#### [Exercise material]

"""

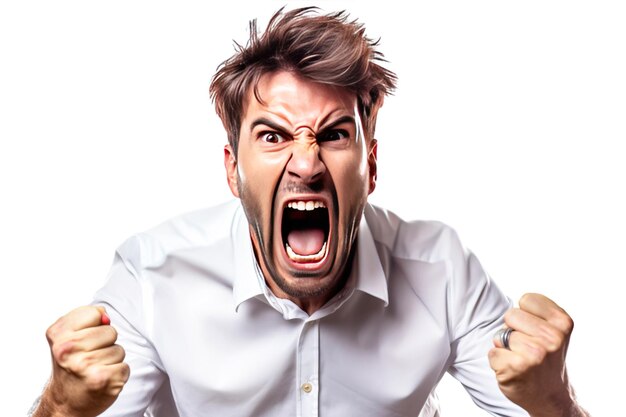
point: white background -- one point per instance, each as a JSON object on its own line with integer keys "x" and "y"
{"x": 508, "y": 124}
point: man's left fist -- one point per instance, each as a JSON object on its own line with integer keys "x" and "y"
{"x": 532, "y": 373}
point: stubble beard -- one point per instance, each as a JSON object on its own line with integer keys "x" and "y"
{"x": 265, "y": 256}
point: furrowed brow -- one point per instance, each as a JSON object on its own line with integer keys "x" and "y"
{"x": 262, "y": 121}
{"x": 340, "y": 121}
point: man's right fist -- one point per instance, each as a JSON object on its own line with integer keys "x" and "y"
{"x": 88, "y": 371}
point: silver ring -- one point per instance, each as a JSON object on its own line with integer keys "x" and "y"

"""

Extract every line of text from the records above, word for word and in order, and leave the pictures out.

#### [Exercise solution]
point: white background -- one point per instance, each as a JSON object on its own line with integer keys "x" and "y"
{"x": 508, "y": 124}
point: man's left fist -- one point per instance, each as a JSON object on its own line with integer keys "x" and "y"
{"x": 532, "y": 373}
point: stubble beard -- one point per instance, each as a JSON object on its own line with integer keys "x" and "y"
{"x": 265, "y": 256}
point: furrowed brow -- one point per instance, each as a JSON object on its own line with integer keys "x" and "y"
{"x": 262, "y": 121}
{"x": 340, "y": 121}
point: man's right fist -- one point per instance, each as a JSON object on its own line with integer keys "x" and "y"
{"x": 88, "y": 371}
point: silver ring -- one point per instance, each as a JSON object on its own line with integer keys "x" and "y"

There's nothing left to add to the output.